→ **INSTRUCTIONS TO FOLLOW**
Although the data below holds other lines too, output only those from the line with "Target phrase = green grass" up to and including the line with "Target phrase = sponsor decal", exactly as they appear.
>>>
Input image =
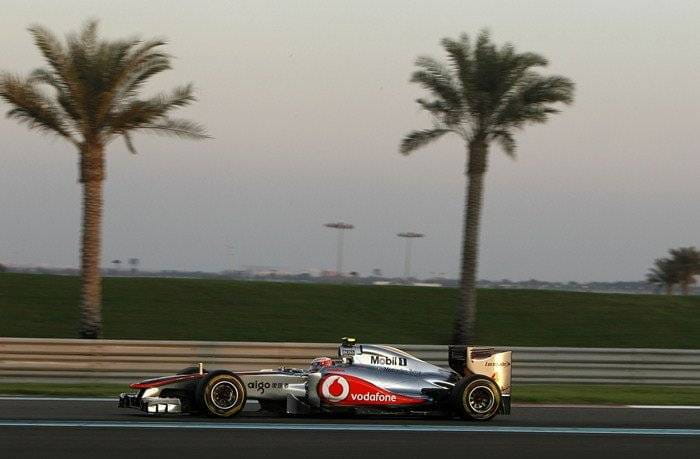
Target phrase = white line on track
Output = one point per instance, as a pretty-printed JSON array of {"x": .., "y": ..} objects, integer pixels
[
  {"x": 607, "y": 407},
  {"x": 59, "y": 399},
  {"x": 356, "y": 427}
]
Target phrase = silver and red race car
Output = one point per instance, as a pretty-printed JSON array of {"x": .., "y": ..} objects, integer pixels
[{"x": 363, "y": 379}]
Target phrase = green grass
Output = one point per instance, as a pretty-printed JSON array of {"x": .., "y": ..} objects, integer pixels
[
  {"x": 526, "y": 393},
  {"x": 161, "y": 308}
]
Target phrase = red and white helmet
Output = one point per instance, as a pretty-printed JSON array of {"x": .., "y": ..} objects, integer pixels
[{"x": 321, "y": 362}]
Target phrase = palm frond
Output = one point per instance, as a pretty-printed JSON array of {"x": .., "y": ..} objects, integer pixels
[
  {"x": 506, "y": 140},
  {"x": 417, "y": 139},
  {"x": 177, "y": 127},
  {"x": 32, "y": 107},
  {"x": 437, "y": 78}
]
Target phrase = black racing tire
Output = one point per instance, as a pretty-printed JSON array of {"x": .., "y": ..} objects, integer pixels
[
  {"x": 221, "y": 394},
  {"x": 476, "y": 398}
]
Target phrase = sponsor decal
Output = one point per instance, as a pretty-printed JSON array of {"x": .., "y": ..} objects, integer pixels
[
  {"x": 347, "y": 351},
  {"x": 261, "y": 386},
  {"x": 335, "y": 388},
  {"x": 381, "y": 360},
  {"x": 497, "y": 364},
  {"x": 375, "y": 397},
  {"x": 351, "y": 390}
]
<<<
>>>
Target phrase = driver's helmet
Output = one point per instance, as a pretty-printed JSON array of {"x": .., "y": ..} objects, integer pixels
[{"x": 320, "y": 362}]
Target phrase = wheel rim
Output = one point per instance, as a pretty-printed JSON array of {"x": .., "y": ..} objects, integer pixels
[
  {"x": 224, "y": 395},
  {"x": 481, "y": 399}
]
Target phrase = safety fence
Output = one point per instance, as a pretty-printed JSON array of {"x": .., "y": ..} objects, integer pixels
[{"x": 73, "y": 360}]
<<<
→ **RESULT OF THIS TASK**
Target phrase = green grass
Output = one point per instance, as a pretty-printed JSON array of {"x": .., "y": ..} objects, integer pixels
[
  {"x": 526, "y": 393},
  {"x": 161, "y": 308}
]
Target phrase = red and white helmet
Output = one point per instance, as a pretty-printed JSON array of {"x": .., "y": ..} objects, integer pixels
[{"x": 321, "y": 362}]
Target phrase = palm frond
Output = one point per instance, as a pretty-printed JSON array of {"x": .., "y": ..} objects, integer pixels
[
  {"x": 506, "y": 140},
  {"x": 417, "y": 139},
  {"x": 177, "y": 127},
  {"x": 32, "y": 107},
  {"x": 437, "y": 78}
]
Target phrase = black racing tire
Output = one point per instance, as a pretty-printed JSON array of {"x": .., "y": ..} objects, integer pixels
[
  {"x": 221, "y": 394},
  {"x": 476, "y": 398}
]
Target phrase = sponsor decal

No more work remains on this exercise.